** Opening Data for analysis block **
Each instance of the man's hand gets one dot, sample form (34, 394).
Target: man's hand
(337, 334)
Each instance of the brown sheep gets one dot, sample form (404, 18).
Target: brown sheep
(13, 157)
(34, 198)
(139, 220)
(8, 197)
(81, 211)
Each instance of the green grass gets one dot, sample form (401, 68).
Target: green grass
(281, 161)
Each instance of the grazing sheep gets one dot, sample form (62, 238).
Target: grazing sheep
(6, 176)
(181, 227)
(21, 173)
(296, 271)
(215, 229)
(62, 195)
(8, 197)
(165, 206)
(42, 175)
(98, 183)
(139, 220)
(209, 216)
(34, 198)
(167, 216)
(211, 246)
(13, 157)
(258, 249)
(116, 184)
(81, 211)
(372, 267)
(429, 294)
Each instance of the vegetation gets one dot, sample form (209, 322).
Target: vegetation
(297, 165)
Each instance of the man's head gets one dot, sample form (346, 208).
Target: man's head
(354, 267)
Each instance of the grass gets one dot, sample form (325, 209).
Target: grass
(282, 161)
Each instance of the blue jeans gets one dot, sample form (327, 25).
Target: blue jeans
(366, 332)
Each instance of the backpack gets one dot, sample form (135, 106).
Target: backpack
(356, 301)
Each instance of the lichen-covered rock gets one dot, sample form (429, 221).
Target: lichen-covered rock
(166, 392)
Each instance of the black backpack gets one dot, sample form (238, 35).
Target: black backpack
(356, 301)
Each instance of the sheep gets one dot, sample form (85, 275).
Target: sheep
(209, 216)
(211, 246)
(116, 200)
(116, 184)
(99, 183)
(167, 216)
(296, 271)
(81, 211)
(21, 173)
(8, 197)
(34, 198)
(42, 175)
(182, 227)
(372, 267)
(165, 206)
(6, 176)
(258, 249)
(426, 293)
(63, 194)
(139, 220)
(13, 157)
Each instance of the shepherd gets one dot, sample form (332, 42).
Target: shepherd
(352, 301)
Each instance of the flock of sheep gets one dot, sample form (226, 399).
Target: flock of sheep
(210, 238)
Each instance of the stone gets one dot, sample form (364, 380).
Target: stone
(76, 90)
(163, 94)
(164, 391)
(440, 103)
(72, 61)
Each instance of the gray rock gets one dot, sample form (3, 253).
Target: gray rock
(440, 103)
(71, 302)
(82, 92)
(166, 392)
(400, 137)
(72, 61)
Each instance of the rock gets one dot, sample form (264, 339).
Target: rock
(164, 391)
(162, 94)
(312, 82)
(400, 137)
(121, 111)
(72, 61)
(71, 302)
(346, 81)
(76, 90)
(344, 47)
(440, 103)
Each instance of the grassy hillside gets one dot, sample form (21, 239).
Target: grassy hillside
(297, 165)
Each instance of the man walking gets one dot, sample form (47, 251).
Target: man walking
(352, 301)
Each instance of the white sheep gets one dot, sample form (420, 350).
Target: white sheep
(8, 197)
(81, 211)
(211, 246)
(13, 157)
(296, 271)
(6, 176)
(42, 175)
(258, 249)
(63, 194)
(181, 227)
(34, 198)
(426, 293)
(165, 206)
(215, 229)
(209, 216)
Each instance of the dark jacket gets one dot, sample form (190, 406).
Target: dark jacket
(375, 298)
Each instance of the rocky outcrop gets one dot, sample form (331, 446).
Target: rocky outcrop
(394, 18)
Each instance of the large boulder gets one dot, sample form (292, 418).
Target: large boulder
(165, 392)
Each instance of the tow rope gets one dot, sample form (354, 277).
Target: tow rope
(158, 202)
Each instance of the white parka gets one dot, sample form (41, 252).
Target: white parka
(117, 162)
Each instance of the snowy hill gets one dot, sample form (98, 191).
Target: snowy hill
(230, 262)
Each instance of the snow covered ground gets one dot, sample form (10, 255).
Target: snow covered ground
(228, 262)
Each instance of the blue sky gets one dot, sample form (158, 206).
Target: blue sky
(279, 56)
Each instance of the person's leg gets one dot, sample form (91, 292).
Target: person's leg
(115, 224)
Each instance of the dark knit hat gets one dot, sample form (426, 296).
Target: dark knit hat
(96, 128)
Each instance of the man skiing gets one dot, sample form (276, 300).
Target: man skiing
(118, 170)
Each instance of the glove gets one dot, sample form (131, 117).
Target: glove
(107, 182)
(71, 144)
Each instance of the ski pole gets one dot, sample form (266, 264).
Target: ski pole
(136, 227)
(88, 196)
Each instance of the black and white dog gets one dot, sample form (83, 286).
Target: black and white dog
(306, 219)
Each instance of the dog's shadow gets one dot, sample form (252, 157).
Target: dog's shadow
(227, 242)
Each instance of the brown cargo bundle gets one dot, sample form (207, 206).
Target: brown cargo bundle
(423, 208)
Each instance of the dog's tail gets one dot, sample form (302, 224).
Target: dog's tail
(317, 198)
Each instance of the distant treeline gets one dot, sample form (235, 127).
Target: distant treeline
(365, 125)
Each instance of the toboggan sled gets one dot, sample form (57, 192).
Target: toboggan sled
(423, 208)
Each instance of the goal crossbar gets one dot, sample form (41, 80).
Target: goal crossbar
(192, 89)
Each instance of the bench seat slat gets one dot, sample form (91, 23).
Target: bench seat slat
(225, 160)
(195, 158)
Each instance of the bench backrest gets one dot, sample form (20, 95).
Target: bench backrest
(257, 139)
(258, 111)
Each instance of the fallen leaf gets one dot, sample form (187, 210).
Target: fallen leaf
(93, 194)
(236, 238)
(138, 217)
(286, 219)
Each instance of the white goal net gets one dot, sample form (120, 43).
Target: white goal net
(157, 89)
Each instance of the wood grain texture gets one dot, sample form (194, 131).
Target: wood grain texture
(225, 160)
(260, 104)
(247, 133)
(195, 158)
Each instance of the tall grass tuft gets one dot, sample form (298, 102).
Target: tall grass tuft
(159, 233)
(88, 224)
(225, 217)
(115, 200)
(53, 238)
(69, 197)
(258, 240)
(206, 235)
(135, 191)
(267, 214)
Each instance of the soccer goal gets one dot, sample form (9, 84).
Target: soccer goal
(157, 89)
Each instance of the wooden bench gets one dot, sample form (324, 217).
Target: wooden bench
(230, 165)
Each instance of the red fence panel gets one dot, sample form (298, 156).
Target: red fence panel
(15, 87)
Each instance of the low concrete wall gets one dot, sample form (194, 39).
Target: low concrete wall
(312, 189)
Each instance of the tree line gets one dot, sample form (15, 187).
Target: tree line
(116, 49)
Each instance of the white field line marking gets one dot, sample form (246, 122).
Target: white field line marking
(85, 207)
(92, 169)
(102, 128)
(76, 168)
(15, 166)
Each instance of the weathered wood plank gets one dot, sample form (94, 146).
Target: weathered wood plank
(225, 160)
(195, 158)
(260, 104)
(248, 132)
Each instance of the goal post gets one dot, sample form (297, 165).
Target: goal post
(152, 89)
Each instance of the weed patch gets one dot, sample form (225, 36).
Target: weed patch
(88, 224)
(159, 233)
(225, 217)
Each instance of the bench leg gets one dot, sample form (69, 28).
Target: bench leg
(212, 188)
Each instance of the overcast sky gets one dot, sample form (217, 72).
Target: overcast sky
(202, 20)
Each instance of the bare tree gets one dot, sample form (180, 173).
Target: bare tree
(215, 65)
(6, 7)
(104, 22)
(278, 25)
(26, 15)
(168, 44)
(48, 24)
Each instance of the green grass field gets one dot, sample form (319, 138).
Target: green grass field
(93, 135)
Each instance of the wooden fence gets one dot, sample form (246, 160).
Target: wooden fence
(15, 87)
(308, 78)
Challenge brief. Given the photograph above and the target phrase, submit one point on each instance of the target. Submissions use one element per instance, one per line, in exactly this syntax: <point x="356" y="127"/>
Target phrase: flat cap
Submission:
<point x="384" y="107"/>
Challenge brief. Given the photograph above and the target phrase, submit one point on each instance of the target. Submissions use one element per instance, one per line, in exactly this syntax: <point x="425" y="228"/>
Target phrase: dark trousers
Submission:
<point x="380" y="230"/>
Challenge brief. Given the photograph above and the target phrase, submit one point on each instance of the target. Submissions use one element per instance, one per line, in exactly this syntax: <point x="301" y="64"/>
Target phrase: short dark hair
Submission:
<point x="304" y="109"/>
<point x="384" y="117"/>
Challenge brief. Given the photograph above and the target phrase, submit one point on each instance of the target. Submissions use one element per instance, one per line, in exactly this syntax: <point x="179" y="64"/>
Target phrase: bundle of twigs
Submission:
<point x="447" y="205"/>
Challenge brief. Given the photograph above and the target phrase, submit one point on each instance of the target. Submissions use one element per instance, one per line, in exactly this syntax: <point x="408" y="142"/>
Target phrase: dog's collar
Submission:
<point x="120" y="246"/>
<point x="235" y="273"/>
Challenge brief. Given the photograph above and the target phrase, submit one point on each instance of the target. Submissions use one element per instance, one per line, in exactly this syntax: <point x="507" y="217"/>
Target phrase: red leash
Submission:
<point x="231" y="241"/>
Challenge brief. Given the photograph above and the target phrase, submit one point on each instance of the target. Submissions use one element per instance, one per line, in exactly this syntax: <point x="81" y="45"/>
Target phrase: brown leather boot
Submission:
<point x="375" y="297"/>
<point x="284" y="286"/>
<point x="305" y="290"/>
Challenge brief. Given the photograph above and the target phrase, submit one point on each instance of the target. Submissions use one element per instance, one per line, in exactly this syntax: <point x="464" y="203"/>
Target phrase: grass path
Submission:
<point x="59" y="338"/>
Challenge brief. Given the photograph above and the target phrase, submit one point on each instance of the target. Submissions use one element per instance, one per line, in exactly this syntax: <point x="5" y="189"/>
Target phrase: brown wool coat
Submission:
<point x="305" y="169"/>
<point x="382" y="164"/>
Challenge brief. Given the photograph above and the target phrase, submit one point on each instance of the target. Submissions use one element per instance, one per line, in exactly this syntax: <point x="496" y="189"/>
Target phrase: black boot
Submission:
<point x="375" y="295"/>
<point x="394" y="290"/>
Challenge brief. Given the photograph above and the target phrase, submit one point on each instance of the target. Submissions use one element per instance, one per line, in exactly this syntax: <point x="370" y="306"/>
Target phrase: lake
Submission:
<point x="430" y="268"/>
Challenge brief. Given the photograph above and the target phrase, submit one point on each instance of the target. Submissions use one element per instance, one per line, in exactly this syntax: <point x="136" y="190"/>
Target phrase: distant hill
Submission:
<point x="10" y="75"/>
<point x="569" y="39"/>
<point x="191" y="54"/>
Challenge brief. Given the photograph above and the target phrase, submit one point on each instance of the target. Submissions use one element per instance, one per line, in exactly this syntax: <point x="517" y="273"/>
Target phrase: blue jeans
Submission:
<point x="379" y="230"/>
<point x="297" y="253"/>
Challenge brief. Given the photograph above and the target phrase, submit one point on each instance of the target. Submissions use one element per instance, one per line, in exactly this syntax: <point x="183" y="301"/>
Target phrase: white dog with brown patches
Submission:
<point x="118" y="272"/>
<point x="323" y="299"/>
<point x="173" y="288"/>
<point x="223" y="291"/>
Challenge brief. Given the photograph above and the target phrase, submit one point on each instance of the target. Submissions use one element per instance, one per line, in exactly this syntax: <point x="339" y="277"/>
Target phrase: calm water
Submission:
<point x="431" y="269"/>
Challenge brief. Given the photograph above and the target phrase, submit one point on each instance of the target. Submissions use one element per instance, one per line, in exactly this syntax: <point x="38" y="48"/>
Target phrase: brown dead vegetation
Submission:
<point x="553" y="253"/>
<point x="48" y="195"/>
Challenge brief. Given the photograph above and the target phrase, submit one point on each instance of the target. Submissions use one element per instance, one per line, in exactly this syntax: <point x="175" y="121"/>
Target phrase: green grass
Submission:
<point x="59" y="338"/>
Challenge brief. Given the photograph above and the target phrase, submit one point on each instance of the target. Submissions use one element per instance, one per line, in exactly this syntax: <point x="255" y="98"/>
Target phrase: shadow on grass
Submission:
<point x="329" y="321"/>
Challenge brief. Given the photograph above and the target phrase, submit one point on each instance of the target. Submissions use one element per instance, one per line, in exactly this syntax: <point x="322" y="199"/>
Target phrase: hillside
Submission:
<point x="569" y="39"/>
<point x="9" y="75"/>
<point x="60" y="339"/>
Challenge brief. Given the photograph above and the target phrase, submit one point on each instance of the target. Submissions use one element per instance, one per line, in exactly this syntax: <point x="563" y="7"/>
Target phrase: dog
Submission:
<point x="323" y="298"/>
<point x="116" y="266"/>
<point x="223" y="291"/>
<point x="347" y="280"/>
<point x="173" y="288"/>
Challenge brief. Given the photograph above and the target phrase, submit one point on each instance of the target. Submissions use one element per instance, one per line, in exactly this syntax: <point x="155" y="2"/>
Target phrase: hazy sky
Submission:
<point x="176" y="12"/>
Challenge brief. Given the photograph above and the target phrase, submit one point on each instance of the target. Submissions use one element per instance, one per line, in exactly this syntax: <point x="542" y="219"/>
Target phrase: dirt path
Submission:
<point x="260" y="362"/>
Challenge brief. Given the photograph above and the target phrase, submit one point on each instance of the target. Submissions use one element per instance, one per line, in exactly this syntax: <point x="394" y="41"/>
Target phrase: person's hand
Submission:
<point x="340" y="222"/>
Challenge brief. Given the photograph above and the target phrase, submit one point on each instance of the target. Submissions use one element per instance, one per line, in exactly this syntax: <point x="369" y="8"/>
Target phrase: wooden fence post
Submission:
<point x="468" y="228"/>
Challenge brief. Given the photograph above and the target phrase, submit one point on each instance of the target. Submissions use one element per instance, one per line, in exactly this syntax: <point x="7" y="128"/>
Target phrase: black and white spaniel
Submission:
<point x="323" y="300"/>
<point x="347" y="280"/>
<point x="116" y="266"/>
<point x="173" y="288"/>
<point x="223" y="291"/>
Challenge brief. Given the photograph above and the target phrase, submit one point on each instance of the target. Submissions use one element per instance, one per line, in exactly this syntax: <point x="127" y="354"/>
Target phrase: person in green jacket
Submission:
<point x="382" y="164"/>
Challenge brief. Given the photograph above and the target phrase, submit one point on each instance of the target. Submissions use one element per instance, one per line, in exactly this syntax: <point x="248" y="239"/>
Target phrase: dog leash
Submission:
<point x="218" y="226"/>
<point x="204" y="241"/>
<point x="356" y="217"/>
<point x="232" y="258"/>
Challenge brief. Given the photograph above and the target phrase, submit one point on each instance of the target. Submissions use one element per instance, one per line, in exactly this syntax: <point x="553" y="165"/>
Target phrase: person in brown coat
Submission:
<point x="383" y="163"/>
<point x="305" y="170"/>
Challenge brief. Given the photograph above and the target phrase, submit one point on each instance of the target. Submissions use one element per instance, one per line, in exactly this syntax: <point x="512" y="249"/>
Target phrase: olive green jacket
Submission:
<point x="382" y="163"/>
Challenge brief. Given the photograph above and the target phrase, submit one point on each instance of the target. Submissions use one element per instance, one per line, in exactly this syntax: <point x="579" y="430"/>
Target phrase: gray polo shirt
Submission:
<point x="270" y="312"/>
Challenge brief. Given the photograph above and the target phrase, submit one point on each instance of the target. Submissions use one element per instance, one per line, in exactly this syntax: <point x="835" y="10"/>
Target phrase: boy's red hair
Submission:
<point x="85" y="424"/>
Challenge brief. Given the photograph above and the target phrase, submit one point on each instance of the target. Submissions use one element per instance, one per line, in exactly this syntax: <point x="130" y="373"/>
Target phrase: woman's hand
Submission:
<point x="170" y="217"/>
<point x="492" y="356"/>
** Closing Data for analysis block **
--- What is expected ---
Please go through the entries and show every line with the word "coat".

--- Final answer ---
Target phrase: brown wool coat
Target phrase: person in brown coat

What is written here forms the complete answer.